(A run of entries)

###

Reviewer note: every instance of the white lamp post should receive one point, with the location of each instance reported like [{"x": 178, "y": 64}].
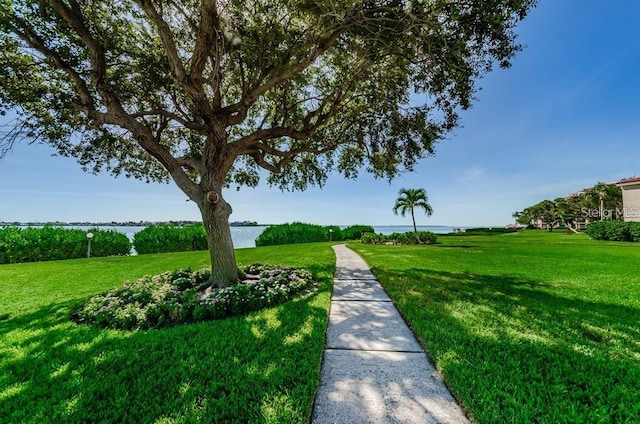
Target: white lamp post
[{"x": 89, "y": 237}]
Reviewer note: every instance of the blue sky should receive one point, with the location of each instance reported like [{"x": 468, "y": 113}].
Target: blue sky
[{"x": 566, "y": 115}]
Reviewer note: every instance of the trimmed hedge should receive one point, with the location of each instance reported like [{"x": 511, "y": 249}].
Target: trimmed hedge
[
  {"x": 299, "y": 232},
  {"x": 169, "y": 238},
  {"x": 355, "y": 232},
  {"x": 614, "y": 230},
  {"x": 485, "y": 231},
  {"x": 50, "y": 243},
  {"x": 425, "y": 237}
]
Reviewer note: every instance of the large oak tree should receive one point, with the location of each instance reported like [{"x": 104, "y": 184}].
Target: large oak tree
[{"x": 209, "y": 92}]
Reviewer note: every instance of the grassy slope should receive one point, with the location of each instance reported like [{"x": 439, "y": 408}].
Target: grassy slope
[
  {"x": 263, "y": 367},
  {"x": 529, "y": 327}
]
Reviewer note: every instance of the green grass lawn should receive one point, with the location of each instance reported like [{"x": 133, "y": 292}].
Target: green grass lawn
[
  {"x": 262, "y": 367},
  {"x": 526, "y": 327}
]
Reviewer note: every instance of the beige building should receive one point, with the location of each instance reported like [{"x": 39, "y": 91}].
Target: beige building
[{"x": 630, "y": 198}]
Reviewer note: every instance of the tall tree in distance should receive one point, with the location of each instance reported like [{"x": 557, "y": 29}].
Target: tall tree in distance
[
  {"x": 408, "y": 200},
  {"x": 212, "y": 92},
  {"x": 603, "y": 193}
]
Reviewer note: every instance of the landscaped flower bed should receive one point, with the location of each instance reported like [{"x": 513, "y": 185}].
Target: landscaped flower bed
[{"x": 173, "y": 297}]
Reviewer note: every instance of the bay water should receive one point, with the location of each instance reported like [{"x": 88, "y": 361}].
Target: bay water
[{"x": 246, "y": 236}]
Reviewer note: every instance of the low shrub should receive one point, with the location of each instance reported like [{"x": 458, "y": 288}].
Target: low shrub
[
  {"x": 614, "y": 230},
  {"x": 50, "y": 242},
  {"x": 296, "y": 232},
  {"x": 355, "y": 232},
  {"x": 486, "y": 231},
  {"x": 173, "y": 298},
  {"x": 299, "y": 232},
  {"x": 424, "y": 237},
  {"x": 169, "y": 238}
]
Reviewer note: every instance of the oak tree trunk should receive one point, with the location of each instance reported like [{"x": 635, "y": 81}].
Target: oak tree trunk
[{"x": 215, "y": 216}]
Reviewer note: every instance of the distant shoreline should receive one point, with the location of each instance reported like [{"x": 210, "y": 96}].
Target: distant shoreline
[{"x": 119, "y": 224}]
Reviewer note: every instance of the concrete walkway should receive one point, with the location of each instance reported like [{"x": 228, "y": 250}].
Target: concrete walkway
[{"x": 374, "y": 370}]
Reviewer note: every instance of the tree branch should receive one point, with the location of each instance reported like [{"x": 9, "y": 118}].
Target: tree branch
[
  {"x": 177, "y": 68},
  {"x": 238, "y": 111}
]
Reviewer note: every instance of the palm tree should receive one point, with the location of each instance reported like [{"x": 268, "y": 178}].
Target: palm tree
[
  {"x": 516, "y": 216},
  {"x": 410, "y": 199}
]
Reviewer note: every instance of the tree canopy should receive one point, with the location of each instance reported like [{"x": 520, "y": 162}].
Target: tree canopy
[{"x": 211, "y": 92}]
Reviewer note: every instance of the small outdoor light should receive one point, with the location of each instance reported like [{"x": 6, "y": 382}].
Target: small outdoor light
[{"x": 89, "y": 237}]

###

* [REQUIRED TASK] Rewrite all the entries above with "Reviewer note" replaced by "Annotator note", leaving everything else unchanged and leaving out the pictures.

* [OUTPUT FOR THIS EXERCISE]
Annotator note: every instance of the white lamp post should receive one point, with the location of each instance reported like [{"x": 178, "y": 64}].
Target: white lamp post
[{"x": 89, "y": 237}]
Annotator note: every instance of the blue sky should receive one point, with the location of each instance reported like [{"x": 468, "y": 113}].
Target: blue sky
[{"x": 566, "y": 115}]
Annotator note: every instance of the trimmed hedge should receive one point, with the location of each instance reported like [{"x": 511, "y": 249}].
Target: trimmed hedge
[
  {"x": 299, "y": 232},
  {"x": 169, "y": 238},
  {"x": 355, "y": 232},
  {"x": 614, "y": 230},
  {"x": 485, "y": 231},
  {"x": 50, "y": 243},
  {"x": 425, "y": 237}
]
Annotator note: every instance of the large oak tree should receive one point, with the location of each instance reported like [{"x": 104, "y": 184}].
Target: large oak tree
[{"x": 209, "y": 92}]
Annotator note: every instance of the grassy slope should receive one point, with the location of each instance reported like [{"x": 439, "y": 408}].
Target: grassy slope
[
  {"x": 263, "y": 367},
  {"x": 529, "y": 327}
]
Annotator note: every instance of the green grass lawn should receive one point, with the location of each instance reported like [{"x": 133, "y": 292}].
Target: green grass lawn
[
  {"x": 262, "y": 367},
  {"x": 526, "y": 327}
]
Annotator note: every instance of the beige building should receive one point, with the location of each instance reported like [{"x": 39, "y": 91}].
Target: beige building
[{"x": 630, "y": 198}]
Annotator note: every instance of the tall tree in distance should receive one point, with the location of each instance reported like [{"x": 557, "y": 29}].
Target: tall tree in distance
[
  {"x": 408, "y": 200},
  {"x": 212, "y": 92},
  {"x": 603, "y": 193}
]
Annotator note: every instance of the landscaped flower bed should receive one point, with the location of each instance reported like [{"x": 513, "y": 185}].
Target: landscaped flower bed
[{"x": 173, "y": 297}]
Annotator note: every instance of the bay water should receive one point, with the location of each instance reported like [{"x": 88, "y": 361}].
Target: bay water
[{"x": 246, "y": 236}]
Annotator note: every instance of the low shrub should receive one point, with the location of each instance reported like [{"x": 458, "y": 288}].
Target: low shrub
[
  {"x": 614, "y": 230},
  {"x": 50, "y": 242},
  {"x": 296, "y": 232},
  {"x": 355, "y": 232},
  {"x": 486, "y": 231},
  {"x": 173, "y": 298},
  {"x": 299, "y": 232},
  {"x": 424, "y": 237},
  {"x": 169, "y": 238}
]
Annotator note: every instance of the oak tree trunk should receive one point, with the location of each instance reported like [{"x": 635, "y": 81}].
Target: oak tree trunk
[{"x": 215, "y": 216}]
Annotator note: every instance of the distant shoreline should receive one point, with the location of each instance reported like [{"x": 210, "y": 96}].
Target: distant shoreline
[{"x": 119, "y": 224}]
Annotator note: every instance of the concrete walkway should receive one point, with the location of each instance reported like [{"x": 228, "y": 250}].
Target: concrete walkway
[{"x": 374, "y": 370}]
Annotator note: every instance of the tree branch should receive one point, with the location of each instance reported like [{"x": 9, "y": 118}].
Target: tree branch
[
  {"x": 177, "y": 68},
  {"x": 238, "y": 111}
]
Annotator note: every instance of the palm tree should receive one point, with the location of each instance reported like [{"x": 268, "y": 178}].
Target: palm tree
[
  {"x": 516, "y": 216},
  {"x": 410, "y": 199}
]
Annotator note: every instance of the tree canopy should receive one point, with the location of each instance reported like [{"x": 520, "y": 162}].
Target: tree canopy
[{"x": 211, "y": 92}]
Annotator note: every instance of the small outdoor light should receive one point, with the location of each instance reported like [{"x": 6, "y": 382}].
Target: small outdoor light
[{"x": 89, "y": 237}]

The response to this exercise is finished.